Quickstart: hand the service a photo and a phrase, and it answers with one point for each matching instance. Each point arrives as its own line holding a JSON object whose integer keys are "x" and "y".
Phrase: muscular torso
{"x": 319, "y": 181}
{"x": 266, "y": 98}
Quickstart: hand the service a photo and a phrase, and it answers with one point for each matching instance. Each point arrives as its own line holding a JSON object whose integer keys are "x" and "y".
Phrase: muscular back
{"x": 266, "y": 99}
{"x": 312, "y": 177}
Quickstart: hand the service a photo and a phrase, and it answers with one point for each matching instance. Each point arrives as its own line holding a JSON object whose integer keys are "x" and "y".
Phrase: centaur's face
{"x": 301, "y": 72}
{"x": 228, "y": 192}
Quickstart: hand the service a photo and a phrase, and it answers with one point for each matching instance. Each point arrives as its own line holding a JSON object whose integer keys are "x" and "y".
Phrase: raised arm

Required work
Please count the lines in the entries above that contain the word "muscular", with case counting, and give only the number.

Task result
2